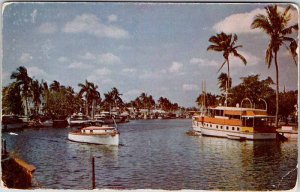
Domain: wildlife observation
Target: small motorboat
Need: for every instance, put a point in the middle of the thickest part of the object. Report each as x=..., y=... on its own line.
x=102, y=135
x=78, y=119
x=235, y=137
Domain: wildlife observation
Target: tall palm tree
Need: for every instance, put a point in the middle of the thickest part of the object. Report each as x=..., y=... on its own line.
x=223, y=81
x=37, y=91
x=55, y=86
x=225, y=43
x=24, y=81
x=275, y=25
x=89, y=89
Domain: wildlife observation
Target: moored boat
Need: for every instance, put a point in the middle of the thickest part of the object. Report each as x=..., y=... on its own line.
x=237, y=123
x=79, y=119
x=195, y=123
x=103, y=135
x=11, y=122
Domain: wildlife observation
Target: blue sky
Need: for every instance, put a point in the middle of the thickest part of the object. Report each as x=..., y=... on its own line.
x=157, y=48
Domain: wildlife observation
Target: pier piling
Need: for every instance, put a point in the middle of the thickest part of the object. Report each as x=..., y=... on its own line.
x=93, y=173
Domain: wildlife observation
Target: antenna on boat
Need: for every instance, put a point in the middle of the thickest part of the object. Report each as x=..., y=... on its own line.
x=204, y=96
x=115, y=123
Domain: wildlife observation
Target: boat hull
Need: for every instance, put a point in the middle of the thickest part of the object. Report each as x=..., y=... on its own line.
x=237, y=135
x=13, y=126
x=100, y=139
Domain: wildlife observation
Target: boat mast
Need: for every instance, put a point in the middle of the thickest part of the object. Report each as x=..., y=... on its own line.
x=203, y=101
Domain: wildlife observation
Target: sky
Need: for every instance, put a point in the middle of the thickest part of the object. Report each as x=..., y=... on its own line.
x=156, y=48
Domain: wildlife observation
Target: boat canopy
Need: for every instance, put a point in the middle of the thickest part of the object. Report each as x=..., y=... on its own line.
x=236, y=111
x=98, y=128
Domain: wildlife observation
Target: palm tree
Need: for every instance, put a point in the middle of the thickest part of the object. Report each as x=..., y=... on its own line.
x=226, y=44
x=275, y=25
x=55, y=86
x=89, y=89
x=37, y=90
x=113, y=99
x=24, y=81
x=223, y=81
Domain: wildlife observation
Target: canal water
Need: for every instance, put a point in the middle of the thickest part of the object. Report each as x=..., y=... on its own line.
x=156, y=154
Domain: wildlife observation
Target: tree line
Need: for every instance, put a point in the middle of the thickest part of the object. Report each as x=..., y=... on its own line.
x=276, y=25
x=29, y=96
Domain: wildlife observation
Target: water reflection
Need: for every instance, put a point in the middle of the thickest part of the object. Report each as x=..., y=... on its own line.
x=159, y=155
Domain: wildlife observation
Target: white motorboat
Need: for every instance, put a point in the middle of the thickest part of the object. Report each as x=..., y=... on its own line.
x=78, y=119
x=103, y=135
x=195, y=124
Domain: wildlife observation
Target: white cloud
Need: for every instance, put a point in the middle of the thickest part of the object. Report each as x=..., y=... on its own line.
x=36, y=72
x=112, y=18
x=91, y=24
x=132, y=94
x=149, y=75
x=25, y=57
x=251, y=60
x=103, y=71
x=129, y=70
x=5, y=75
x=63, y=59
x=241, y=22
x=175, y=67
x=88, y=56
x=203, y=62
x=47, y=28
x=79, y=65
x=190, y=87
x=108, y=58
x=33, y=15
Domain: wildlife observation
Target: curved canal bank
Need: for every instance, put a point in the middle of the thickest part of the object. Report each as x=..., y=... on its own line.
x=157, y=154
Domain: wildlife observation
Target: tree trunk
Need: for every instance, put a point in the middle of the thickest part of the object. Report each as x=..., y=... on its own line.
x=277, y=90
x=228, y=82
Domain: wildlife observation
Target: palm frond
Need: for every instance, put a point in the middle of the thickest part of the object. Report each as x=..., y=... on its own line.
x=215, y=48
x=262, y=22
x=240, y=56
x=289, y=30
x=269, y=56
x=222, y=66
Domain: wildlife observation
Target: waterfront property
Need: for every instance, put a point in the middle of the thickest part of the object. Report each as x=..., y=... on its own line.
x=157, y=154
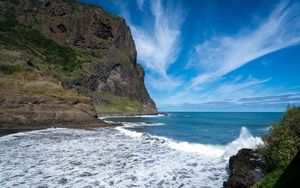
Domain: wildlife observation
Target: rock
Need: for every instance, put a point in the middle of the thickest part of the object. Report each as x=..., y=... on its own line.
x=22, y=110
x=246, y=168
x=95, y=31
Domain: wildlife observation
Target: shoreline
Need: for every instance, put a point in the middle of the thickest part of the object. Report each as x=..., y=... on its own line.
x=8, y=131
x=12, y=130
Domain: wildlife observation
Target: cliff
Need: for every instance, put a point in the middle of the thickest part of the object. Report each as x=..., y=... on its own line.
x=64, y=57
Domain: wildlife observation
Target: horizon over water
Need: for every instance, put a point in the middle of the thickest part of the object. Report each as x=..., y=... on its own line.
x=180, y=149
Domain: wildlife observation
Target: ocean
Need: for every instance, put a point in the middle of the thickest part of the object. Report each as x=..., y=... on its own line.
x=176, y=149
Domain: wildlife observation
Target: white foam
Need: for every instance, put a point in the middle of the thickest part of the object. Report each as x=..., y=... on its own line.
x=111, y=157
x=102, y=158
x=245, y=140
x=128, y=132
x=150, y=116
x=201, y=149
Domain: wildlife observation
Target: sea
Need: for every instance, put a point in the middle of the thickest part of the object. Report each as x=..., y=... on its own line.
x=173, y=149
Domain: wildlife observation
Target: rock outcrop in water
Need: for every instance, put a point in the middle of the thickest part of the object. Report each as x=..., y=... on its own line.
x=61, y=59
x=246, y=169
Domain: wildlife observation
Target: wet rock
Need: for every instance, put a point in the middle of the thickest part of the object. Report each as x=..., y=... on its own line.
x=246, y=168
x=63, y=181
x=62, y=28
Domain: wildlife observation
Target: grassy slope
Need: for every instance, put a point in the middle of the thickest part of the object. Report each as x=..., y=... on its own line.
x=281, y=146
x=25, y=54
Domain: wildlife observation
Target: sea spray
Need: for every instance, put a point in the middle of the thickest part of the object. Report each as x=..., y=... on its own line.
x=245, y=140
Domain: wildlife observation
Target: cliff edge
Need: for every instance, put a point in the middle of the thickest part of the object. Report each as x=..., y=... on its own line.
x=63, y=62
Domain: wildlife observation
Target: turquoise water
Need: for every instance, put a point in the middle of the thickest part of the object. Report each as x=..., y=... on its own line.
x=173, y=150
x=217, y=128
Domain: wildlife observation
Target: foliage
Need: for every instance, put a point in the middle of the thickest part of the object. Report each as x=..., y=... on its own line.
x=281, y=146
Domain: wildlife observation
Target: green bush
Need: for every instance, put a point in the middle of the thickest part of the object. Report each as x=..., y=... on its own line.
x=281, y=146
x=10, y=68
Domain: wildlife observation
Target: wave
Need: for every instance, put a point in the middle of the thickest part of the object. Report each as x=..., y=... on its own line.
x=245, y=140
x=124, y=116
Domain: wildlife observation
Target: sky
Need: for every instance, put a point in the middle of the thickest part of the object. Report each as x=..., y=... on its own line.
x=213, y=55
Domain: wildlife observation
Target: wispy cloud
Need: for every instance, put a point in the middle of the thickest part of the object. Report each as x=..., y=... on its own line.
x=158, y=47
x=221, y=55
x=140, y=3
x=267, y=103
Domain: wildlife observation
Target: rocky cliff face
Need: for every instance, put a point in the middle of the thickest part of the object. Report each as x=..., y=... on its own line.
x=86, y=49
x=246, y=168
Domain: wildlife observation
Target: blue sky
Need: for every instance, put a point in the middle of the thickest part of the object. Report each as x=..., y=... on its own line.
x=214, y=55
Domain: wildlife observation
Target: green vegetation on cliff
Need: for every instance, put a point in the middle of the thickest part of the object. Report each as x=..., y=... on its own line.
x=280, y=148
x=66, y=48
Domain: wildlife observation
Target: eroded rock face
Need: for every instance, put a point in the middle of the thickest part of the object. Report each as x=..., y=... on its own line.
x=92, y=29
x=19, y=110
x=246, y=169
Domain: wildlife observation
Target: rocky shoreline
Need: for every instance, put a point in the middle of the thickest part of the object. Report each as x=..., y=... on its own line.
x=246, y=168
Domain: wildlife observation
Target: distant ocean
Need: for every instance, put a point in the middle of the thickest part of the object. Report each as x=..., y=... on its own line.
x=182, y=149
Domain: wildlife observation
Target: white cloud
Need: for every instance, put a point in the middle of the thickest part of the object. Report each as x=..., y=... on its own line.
x=158, y=47
x=140, y=3
x=221, y=55
x=164, y=83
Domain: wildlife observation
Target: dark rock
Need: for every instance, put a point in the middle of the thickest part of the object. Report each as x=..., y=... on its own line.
x=61, y=27
x=246, y=168
x=291, y=175
x=79, y=41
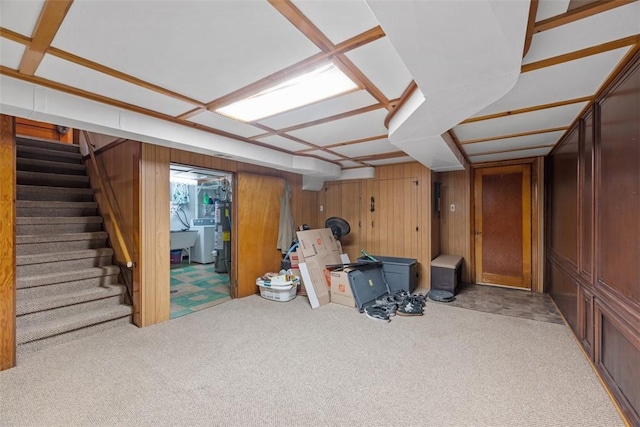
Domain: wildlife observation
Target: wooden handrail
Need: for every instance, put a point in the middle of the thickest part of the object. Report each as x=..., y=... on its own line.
x=110, y=210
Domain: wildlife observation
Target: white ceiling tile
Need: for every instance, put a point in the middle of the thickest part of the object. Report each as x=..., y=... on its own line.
x=380, y=62
x=369, y=148
x=603, y=27
x=347, y=129
x=569, y=80
x=11, y=53
x=71, y=74
x=20, y=15
x=284, y=143
x=350, y=164
x=341, y=104
x=390, y=161
x=519, y=142
x=324, y=155
x=217, y=121
x=511, y=155
x=338, y=20
x=215, y=47
x=519, y=123
x=550, y=8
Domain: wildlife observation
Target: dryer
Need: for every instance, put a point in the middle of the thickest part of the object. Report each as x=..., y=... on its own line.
x=205, y=242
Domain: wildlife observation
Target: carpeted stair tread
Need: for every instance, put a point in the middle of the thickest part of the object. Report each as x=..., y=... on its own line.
x=97, y=328
x=49, y=154
x=62, y=256
x=62, y=237
x=71, y=323
x=46, y=144
x=38, y=165
x=32, y=305
x=36, y=208
x=49, y=193
x=49, y=179
x=66, y=276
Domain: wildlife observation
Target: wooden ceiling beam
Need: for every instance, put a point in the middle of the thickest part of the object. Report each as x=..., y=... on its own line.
x=582, y=53
x=49, y=21
x=528, y=109
x=579, y=13
x=514, y=135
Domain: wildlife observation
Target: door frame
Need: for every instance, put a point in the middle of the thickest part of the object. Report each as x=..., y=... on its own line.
x=537, y=218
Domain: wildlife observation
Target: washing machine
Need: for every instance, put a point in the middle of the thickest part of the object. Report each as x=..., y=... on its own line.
x=205, y=242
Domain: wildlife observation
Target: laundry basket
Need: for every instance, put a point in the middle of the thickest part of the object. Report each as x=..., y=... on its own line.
x=279, y=288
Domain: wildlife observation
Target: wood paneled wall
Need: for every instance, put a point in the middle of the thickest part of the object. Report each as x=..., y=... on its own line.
x=154, y=228
x=455, y=226
x=400, y=224
x=7, y=243
x=594, y=235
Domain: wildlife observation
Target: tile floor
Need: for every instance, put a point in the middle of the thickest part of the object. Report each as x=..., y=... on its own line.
x=196, y=287
x=507, y=302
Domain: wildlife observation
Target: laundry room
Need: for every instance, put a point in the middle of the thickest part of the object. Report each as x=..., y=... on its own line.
x=200, y=238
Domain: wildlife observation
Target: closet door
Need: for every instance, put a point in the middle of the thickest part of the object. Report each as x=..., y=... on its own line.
x=257, y=202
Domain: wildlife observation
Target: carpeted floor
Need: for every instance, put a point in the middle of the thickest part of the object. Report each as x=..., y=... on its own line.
x=195, y=287
x=252, y=361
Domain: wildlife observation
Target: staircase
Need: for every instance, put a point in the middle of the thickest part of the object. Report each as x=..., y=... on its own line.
x=66, y=284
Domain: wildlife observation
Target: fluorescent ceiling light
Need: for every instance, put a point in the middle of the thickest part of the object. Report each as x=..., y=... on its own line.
x=319, y=84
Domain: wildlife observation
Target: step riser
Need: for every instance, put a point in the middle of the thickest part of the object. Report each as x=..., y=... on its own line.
x=54, y=194
x=52, y=180
x=48, y=247
x=55, y=212
x=45, y=166
x=57, y=228
x=46, y=145
x=50, y=155
x=32, y=346
x=32, y=319
x=61, y=266
x=65, y=287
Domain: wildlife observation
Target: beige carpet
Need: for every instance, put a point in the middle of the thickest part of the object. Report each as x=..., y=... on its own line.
x=258, y=362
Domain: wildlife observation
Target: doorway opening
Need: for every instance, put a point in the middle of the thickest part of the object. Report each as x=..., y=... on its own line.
x=200, y=219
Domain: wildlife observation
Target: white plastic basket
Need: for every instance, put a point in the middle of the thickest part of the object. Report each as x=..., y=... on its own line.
x=278, y=289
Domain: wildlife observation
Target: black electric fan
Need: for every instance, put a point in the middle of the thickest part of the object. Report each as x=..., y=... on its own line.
x=338, y=226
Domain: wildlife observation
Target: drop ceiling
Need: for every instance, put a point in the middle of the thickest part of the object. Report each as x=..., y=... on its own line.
x=443, y=83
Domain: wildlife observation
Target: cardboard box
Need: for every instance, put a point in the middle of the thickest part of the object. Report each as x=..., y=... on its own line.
x=341, y=289
x=317, y=249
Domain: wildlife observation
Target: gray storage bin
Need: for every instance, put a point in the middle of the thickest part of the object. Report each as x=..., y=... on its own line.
x=401, y=273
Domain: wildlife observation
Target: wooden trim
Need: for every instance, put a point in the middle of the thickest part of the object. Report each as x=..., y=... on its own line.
x=531, y=22
x=342, y=144
x=579, y=13
x=49, y=21
x=513, y=135
x=582, y=53
x=406, y=94
x=513, y=150
x=8, y=246
x=16, y=37
x=528, y=109
x=122, y=76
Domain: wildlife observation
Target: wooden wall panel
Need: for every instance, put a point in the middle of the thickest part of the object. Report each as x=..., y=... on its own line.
x=7, y=243
x=564, y=200
x=618, y=225
x=32, y=128
x=154, y=234
x=455, y=226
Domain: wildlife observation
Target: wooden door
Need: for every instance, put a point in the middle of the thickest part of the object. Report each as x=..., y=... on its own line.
x=257, y=204
x=503, y=226
x=394, y=213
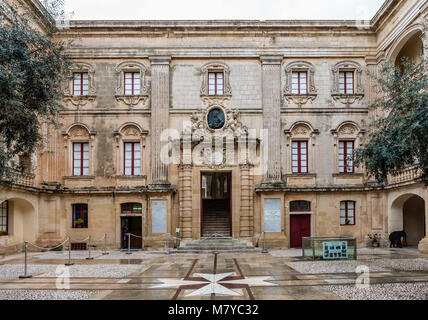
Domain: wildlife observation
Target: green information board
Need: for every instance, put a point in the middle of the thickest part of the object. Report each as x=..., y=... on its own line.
x=335, y=250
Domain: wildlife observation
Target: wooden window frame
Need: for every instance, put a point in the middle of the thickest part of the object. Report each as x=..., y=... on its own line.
x=298, y=82
x=2, y=213
x=131, y=205
x=347, y=211
x=81, y=158
x=299, y=206
x=132, y=158
x=83, y=209
x=215, y=83
x=81, y=84
x=299, y=157
x=345, y=78
x=133, y=73
x=345, y=156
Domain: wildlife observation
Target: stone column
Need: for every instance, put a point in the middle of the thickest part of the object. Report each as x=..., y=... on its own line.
x=185, y=195
x=160, y=97
x=246, y=204
x=271, y=91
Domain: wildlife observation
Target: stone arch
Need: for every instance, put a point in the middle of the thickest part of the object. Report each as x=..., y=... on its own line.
x=401, y=41
x=131, y=124
x=407, y=212
x=22, y=223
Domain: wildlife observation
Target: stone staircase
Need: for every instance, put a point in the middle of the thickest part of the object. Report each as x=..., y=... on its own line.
x=227, y=244
x=216, y=222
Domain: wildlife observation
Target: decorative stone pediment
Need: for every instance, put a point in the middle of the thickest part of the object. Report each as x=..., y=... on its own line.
x=68, y=87
x=217, y=120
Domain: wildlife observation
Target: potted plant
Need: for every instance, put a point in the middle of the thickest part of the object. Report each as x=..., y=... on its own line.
x=374, y=239
x=79, y=223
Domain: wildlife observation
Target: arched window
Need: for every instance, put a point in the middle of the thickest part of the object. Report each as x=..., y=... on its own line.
x=347, y=82
x=4, y=217
x=131, y=208
x=300, y=206
x=131, y=84
x=79, y=140
x=347, y=213
x=80, y=87
x=215, y=80
x=80, y=215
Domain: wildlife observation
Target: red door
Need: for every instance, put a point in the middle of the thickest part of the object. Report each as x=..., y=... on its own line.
x=300, y=226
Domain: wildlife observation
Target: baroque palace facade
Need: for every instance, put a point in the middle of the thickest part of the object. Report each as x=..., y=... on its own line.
x=287, y=103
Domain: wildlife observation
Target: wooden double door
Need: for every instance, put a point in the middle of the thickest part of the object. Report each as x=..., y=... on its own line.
x=300, y=226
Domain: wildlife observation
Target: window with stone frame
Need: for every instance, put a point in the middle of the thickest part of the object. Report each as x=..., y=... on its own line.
x=79, y=89
x=80, y=215
x=299, y=157
x=80, y=159
x=4, y=218
x=215, y=83
x=347, y=213
x=300, y=206
x=132, y=83
x=80, y=83
x=132, y=158
x=132, y=87
x=346, y=82
x=346, y=156
x=131, y=208
x=299, y=84
x=215, y=80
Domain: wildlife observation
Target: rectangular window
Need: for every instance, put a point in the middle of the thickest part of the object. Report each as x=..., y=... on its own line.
x=300, y=206
x=81, y=159
x=299, y=83
x=80, y=215
x=80, y=83
x=346, y=156
x=132, y=158
x=215, y=83
x=299, y=156
x=346, y=82
x=132, y=83
x=4, y=216
x=131, y=208
x=347, y=213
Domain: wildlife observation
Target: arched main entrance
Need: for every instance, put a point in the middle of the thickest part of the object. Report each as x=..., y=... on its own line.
x=408, y=214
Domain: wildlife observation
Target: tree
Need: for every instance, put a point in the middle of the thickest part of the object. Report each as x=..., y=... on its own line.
x=32, y=68
x=399, y=138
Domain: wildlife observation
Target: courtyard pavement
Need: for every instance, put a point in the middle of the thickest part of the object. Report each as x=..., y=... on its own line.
x=278, y=275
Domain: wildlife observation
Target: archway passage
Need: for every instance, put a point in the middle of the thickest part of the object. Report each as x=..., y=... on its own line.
x=408, y=214
x=216, y=204
x=414, y=220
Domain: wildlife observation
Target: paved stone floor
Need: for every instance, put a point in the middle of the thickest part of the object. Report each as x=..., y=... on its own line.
x=280, y=274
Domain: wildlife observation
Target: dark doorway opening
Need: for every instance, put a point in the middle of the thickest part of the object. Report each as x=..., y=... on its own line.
x=131, y=225
x=300, y=226
x=216, y=204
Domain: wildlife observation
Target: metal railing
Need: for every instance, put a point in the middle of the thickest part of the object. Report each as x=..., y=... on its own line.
x=19, y=177
x=405, y=175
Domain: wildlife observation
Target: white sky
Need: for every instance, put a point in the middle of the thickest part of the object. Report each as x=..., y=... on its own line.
x=222, y=9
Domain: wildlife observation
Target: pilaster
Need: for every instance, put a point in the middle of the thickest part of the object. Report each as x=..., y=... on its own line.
x=160, y=97
x=271, y=91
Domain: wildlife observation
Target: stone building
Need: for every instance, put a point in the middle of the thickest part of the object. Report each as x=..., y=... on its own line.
x=285, y=101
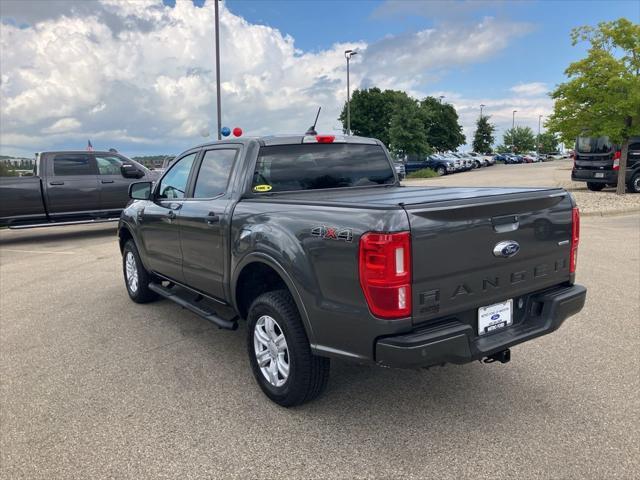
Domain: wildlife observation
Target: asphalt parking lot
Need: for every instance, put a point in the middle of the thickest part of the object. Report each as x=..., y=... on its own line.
x=95, y=386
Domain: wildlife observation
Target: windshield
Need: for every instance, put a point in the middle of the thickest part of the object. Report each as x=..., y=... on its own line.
x=315, y=166
x=593, y=145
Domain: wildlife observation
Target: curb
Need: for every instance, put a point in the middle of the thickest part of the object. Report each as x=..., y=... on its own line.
x=610, y=213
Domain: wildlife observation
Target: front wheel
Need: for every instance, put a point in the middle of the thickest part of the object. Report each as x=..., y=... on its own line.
x=279, y=352
x=595, y=187
x=136, y=277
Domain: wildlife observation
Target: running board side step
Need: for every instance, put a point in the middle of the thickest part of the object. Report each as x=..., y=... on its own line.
x=59, y=224
x=213, y=318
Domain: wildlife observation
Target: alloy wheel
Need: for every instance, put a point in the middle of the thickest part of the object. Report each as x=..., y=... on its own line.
x=131, y=269
x=271, y=350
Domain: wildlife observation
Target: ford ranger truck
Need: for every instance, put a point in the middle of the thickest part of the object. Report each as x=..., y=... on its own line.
x=315, y=244
x=69, y=188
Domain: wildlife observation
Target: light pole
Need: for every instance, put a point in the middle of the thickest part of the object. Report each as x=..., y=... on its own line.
x=348, y=54
x=538, y=142
x=217, y=22
x=513, y=126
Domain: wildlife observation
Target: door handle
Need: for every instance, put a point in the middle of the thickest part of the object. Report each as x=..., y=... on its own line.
x=212, y=218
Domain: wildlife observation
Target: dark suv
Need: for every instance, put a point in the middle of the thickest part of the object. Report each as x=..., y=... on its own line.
x=597, y=160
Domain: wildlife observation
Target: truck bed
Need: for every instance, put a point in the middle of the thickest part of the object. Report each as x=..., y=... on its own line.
x=399, y=196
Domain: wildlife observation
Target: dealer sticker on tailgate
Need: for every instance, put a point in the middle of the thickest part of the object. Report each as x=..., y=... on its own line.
x=495, y=317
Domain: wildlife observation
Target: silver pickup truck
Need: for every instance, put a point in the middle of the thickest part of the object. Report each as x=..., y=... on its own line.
x=68, y=188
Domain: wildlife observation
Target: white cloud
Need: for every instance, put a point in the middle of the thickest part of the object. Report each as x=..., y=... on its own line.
x=63, y=125
x=141, y=73
x=528, y=109
x=530, y=89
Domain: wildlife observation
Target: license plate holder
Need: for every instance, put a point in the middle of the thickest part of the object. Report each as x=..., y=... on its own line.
x=496, y=317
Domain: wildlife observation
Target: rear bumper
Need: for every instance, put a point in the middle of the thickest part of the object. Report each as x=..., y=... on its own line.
x=608, y=176
x=457, y=342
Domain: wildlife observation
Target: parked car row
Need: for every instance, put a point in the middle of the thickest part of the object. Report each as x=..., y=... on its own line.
x=448, y=163
x=531, y=157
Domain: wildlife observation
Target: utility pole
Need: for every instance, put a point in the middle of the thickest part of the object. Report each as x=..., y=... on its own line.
x=217, y=22
x=348, y=54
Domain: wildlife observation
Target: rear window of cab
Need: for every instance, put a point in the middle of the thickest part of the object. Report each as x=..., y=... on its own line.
x=286, y=168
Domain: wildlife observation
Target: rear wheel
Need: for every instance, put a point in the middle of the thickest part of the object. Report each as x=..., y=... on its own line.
x=279, y=352
x=136, y=278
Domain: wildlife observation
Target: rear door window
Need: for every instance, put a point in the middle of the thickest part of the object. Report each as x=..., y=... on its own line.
x=73, y=164
x=214, y=173
x=593, y=145
x=109, y=165
x=317, y=166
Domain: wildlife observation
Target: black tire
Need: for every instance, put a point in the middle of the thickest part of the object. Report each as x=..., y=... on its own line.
x=595, y=187
x=141, y=294
x=308, y=374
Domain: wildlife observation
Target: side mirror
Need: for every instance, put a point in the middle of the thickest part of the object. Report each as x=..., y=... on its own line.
x=140, y=190
x=129, y=170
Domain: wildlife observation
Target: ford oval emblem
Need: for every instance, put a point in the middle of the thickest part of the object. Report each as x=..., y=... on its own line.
x=506, y=249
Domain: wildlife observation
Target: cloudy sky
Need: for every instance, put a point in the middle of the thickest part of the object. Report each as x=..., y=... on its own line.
x=139, y=75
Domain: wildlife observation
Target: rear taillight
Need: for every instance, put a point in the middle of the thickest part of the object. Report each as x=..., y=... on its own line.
x=385, y=273
x=575, y=239
x=616, y=160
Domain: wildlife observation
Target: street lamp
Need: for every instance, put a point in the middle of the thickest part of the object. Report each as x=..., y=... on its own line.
x=348, y=54
x=538, y=142
x=217, y=22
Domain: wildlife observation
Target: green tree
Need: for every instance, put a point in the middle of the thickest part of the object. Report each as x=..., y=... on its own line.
• • • • • • •
Look through the entries above. Copy each line in which the string "rear" occurs.

Target: rear bumper
Target: rear window of cab
Target: rear wheel
Target: rear door window
Target: rear taillight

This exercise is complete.